---------- Data extract ----------
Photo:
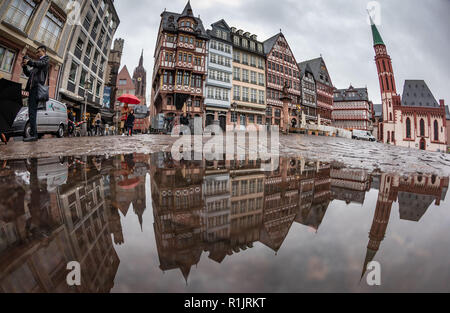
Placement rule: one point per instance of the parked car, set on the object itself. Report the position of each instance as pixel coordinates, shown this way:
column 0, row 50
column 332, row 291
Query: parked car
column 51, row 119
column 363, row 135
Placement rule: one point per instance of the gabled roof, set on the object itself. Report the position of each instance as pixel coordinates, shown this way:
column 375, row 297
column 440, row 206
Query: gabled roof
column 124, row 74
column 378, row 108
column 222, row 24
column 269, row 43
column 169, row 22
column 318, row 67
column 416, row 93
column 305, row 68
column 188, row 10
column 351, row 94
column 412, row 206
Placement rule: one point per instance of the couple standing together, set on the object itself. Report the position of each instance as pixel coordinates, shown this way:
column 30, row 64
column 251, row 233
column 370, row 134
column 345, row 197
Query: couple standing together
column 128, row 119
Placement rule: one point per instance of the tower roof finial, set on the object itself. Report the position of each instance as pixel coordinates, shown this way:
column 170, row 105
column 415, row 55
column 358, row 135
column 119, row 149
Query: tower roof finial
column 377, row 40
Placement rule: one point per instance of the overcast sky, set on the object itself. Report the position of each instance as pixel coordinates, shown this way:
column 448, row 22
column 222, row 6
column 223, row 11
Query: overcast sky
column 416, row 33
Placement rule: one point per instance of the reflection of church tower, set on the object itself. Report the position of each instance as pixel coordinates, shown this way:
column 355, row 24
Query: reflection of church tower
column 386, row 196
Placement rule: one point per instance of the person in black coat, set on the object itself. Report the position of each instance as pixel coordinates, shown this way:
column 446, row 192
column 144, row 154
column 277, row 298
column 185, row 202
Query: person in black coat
----------
---------- Data extract ----------
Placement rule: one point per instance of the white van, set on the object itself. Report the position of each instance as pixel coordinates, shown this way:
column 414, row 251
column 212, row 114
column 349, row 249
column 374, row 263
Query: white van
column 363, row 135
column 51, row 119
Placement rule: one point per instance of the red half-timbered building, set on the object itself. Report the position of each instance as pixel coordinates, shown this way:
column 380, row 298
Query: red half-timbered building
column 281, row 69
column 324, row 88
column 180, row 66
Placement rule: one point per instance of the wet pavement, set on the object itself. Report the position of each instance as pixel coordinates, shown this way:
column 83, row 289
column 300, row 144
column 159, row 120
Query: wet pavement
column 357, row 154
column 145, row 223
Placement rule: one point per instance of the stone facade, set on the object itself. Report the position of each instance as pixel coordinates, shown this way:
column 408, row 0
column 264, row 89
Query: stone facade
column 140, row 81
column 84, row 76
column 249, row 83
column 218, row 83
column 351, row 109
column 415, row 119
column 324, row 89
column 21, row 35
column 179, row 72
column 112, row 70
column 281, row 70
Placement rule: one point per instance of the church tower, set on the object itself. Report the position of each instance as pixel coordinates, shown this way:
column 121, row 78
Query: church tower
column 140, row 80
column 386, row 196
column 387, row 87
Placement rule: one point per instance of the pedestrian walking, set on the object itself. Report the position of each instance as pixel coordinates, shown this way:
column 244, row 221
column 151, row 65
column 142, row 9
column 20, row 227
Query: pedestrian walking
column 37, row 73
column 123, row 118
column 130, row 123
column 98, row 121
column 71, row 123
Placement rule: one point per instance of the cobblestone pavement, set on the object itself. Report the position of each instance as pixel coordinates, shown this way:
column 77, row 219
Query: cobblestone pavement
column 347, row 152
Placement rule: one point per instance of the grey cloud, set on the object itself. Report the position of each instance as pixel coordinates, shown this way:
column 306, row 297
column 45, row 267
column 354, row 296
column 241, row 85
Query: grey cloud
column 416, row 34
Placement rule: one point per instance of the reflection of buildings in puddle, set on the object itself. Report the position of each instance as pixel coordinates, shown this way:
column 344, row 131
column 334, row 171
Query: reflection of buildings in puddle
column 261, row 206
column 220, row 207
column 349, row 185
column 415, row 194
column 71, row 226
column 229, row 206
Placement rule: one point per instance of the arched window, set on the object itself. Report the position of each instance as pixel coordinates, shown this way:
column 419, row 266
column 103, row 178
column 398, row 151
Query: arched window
----------
**Short task**. Repeat, word for word, the lines of the material above from the line with "Placement rule: one point per instance of the church" to the line with "column 387, row 87", including both of those lines.

**Response**.
Placement rule: one point per instance of the church tower, set on the object itself. Report the position of each instance as pixel coordinates, shown this way:
column 121, row 78
Query: church tower
column 140, row 80
column 386, row 196
column 387, row 87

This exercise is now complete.